• _RECORDS FOR THE TASK_
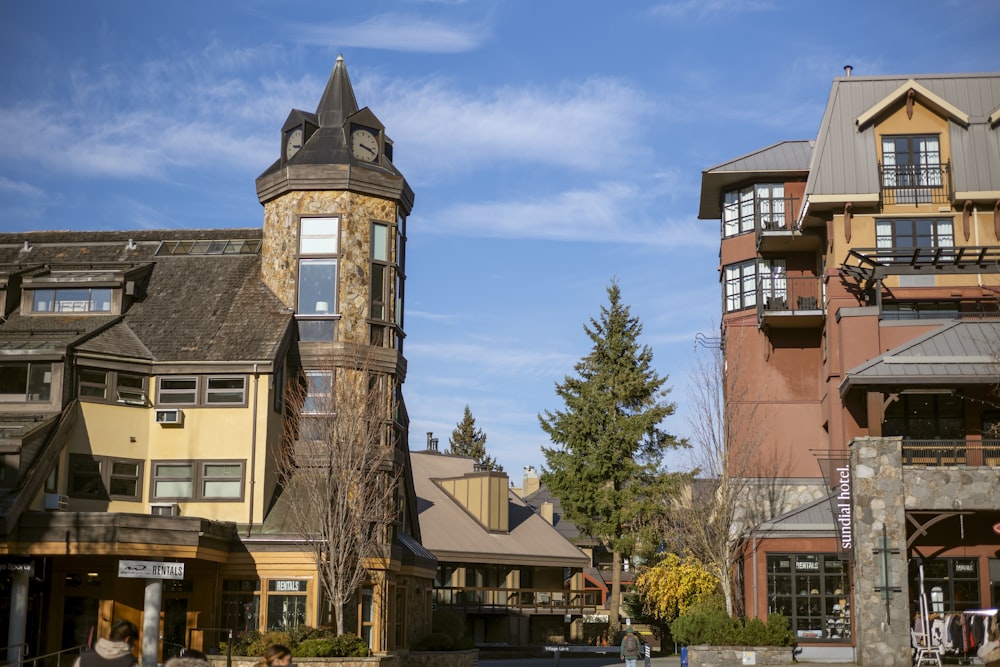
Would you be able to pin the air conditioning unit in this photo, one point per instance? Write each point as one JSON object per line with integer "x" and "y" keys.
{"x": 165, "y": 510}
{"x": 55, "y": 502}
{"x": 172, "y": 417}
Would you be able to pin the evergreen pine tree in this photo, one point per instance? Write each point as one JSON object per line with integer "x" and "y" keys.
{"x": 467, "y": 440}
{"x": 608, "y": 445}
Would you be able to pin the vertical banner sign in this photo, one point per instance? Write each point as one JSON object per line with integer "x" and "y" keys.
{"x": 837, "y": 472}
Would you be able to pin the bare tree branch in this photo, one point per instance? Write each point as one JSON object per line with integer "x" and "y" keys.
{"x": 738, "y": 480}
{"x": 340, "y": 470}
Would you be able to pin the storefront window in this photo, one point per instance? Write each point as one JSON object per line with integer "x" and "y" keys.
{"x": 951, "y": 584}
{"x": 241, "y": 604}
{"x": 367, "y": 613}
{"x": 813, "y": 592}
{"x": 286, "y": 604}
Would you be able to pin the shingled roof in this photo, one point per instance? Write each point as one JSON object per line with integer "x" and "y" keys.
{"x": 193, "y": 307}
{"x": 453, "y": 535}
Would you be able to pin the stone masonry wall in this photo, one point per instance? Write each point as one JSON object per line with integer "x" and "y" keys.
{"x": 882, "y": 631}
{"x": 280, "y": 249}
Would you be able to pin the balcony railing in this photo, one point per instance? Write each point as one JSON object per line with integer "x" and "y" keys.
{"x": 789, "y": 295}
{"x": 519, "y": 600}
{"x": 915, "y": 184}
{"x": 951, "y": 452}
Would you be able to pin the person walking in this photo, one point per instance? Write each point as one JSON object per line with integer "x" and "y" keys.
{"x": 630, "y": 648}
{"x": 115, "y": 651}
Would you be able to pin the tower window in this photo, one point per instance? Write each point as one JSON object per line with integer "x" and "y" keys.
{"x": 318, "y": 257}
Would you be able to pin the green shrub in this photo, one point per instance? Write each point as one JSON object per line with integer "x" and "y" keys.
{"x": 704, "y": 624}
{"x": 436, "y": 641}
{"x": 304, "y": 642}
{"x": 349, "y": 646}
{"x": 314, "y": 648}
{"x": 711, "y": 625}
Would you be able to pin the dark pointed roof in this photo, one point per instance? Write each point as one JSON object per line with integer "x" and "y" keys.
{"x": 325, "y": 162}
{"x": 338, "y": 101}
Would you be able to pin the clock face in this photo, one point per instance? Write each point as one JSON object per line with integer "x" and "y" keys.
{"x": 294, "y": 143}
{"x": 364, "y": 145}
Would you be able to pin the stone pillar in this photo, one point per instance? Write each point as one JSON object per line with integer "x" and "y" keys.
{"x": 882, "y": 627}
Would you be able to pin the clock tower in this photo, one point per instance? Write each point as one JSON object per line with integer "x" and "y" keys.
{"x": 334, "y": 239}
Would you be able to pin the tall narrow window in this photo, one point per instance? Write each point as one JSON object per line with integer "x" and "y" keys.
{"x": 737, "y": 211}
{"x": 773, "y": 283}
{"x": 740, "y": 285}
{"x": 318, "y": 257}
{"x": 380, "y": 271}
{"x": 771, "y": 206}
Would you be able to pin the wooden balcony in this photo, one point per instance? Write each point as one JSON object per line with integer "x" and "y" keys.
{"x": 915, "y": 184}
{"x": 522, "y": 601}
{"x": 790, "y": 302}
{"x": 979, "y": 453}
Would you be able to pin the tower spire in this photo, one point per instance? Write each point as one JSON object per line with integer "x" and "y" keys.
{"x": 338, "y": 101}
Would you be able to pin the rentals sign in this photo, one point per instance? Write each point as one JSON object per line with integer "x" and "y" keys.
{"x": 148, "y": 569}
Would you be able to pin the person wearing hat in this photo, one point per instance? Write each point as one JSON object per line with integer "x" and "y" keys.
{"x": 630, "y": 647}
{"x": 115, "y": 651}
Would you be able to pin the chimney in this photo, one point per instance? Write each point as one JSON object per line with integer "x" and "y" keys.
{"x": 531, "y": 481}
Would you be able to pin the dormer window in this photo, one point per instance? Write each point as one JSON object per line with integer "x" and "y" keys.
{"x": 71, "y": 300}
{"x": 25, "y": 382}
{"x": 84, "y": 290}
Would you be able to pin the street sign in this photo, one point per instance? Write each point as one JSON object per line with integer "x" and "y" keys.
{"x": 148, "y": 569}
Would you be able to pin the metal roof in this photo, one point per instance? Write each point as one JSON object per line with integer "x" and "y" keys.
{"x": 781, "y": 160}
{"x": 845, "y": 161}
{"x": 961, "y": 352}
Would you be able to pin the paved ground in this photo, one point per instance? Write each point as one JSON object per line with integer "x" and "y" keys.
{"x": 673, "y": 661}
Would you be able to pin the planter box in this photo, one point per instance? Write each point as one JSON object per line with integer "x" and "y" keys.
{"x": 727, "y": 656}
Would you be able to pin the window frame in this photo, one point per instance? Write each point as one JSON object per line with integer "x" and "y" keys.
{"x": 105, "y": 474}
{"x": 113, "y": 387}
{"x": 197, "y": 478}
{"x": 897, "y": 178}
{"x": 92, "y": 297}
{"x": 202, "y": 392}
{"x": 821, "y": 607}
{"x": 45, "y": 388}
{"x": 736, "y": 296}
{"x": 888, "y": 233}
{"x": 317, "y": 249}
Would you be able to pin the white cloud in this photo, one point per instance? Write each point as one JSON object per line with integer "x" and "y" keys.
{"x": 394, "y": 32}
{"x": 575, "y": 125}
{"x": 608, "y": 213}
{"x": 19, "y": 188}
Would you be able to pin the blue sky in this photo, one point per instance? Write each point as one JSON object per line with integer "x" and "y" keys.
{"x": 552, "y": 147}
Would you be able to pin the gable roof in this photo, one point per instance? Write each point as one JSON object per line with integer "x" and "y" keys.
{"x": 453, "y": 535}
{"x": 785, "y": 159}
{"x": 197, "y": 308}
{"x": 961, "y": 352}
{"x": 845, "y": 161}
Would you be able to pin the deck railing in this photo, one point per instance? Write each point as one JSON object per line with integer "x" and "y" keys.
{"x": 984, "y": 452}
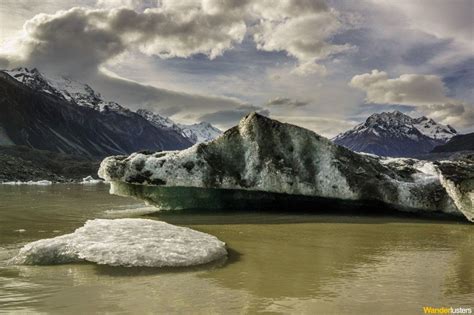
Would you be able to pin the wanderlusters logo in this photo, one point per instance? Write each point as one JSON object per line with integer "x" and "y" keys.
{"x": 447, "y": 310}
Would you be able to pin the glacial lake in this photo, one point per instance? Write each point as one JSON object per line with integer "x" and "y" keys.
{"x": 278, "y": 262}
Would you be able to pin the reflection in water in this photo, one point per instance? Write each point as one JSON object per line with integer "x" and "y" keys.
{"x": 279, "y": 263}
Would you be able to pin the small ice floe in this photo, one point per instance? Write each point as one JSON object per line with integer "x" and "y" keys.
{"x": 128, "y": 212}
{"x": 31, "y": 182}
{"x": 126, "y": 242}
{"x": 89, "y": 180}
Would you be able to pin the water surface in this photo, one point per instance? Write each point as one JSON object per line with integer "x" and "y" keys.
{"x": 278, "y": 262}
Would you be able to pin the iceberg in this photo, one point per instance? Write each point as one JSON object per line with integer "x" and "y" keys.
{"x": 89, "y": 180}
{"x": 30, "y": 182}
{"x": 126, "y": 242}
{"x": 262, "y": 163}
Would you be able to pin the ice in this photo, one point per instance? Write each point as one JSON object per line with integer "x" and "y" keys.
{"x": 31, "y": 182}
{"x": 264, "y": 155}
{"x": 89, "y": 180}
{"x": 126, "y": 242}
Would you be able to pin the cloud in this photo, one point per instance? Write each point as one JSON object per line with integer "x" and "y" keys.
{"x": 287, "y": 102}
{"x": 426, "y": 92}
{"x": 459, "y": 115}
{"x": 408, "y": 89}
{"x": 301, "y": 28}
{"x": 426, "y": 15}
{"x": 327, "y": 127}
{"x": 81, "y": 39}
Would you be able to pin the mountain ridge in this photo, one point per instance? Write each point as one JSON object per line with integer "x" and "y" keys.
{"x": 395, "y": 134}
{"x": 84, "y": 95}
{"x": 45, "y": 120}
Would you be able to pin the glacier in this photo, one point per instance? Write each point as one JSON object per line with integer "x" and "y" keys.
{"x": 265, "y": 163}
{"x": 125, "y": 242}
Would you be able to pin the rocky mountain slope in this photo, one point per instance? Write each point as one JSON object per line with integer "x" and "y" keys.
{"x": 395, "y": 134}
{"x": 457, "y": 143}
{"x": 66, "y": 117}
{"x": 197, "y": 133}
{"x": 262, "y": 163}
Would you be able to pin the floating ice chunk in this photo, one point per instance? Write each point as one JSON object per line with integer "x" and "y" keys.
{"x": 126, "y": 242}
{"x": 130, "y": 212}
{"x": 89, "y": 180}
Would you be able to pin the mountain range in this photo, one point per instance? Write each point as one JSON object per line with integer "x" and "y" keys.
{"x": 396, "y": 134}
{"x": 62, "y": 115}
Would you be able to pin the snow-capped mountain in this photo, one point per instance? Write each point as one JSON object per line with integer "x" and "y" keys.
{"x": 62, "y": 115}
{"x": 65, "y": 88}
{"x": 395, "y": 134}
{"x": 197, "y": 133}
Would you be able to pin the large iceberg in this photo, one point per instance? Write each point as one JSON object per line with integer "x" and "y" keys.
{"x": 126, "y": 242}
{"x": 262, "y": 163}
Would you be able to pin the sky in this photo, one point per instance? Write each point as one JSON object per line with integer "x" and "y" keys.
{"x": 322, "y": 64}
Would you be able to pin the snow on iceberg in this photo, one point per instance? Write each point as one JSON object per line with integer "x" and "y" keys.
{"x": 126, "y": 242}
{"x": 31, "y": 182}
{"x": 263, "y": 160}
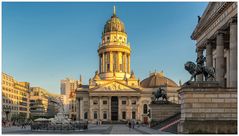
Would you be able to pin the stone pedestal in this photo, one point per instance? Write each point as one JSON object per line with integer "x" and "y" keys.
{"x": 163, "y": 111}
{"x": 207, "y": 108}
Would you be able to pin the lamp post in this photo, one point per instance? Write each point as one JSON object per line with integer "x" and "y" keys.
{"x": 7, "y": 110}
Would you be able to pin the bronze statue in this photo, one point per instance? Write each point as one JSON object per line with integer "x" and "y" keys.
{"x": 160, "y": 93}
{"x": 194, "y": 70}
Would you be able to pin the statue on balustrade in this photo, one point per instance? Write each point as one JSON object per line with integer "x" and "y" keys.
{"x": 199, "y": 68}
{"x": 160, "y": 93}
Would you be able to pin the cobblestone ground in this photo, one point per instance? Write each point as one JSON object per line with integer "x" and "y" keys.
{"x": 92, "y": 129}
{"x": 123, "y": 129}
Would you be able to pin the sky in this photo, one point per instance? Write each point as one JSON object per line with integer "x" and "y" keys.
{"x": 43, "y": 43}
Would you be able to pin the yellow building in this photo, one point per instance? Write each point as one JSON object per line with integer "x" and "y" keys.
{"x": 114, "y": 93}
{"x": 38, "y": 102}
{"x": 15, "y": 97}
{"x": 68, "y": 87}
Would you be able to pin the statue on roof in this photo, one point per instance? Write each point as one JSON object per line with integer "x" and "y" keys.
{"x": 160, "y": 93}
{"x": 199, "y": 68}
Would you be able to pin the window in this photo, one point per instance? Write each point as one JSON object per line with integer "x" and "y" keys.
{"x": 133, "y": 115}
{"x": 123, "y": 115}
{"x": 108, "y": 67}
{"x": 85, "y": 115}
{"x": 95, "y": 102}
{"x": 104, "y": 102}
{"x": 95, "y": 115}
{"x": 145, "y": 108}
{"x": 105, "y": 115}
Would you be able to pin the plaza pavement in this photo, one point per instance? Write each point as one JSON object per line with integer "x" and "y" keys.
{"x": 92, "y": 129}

• _PROBLEM REQUIREMENTS_
Set down, exactly and without anything extra, every line from the one that contains "Would you be able to pin the plaza" through the final line of the material.

• _SOLUTION_
Would you be able to pin the plaza pavement in this photo, one point per instance? Write each point as one JSON object per line with integer "x" and "y" keys.
{"x": 92, "y": 129}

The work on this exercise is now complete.